- [PASSAGE SHOWN]:
— start —

Only 6% of the annual budget of the EU (€145bn in 2015) is spent on running costs for all institutions. 94% of it funds real activities on the ground

Apart from its roles as enforcer of EU law and allocator and supervisor of EU funding, the European Commission is the only EU institution responsible for proposing new law, that will be then adopted by the European Parliament and the Council. This gives to the Commission a great agenda-setting power, even though many legislations are introduced at the behest of the Council or the Parliament. Still, when the Commission proposes legislation, it has to follow the principles of Better Regulation which include ensuring effectiveness, efficiency, relevance, coherence, and EU added value. Furthermore, the Commission is committed to high standards of stakeholder consultation, making sure that interested parties can provide their feedback and expertise on a given proposal even before it has been published. Associations like the EBAA play an important role in providing the Commission with informative elements and relevant evidence on the initiatives they are about to propose, therefore shaping new initiatives from an early stage.

The European Commission, located in Brussels, Belgium
The European Commission, located in Brussels, Belgium

The European Parliament

After having looked at the role and functioning of the European Commission in the last edition of the Bulletin, we will explore this time the European Parliament, its composition and its role in the co-decision procedure, and what this implies for stakeholders like the EBAA and its members.

— end —

- [WRITTEN REQUEST 1]:
Answer these questions about the passage on EU institutions:
(a) What share of the EU's annual budget is spent on running costs for all institutions?
(b) Which EU institution is the only one responsible for proposing new law?
(c) In which city and country is the European Commission located?
- [WRITTEN REQUEST 2]:
Reproduce the part of the passage on EU institutions that opens with the words "After having looked" and closes with "and its members.".
The listing that comes next is separate material and is not part of the passage on EU institutions.

- [SUPPLIED INFORMATION]:
— start —

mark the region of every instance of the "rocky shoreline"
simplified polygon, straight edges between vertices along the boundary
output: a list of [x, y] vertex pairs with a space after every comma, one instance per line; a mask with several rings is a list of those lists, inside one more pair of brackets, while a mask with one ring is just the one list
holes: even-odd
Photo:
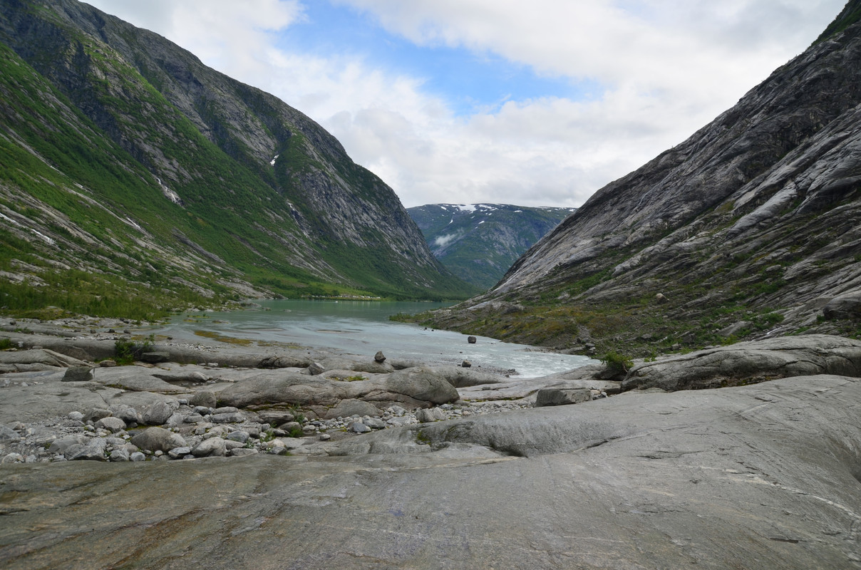
[[0, 329], [3, 567], [861, 568], [859, 341], [517, 378]]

— end —

- [OUTPUT 1]:
(a) 6%
(b) The European Commission
(c) Brussels, Belgium

- [OUTPUT 2]:
After having looked at the role and functioning of the European Commission in the last edition of the Bulletin, we will explore this time the European Parliament, its composition and its role in the co-decision procedure, and what this implies for stakeholders like the EBAA and its members.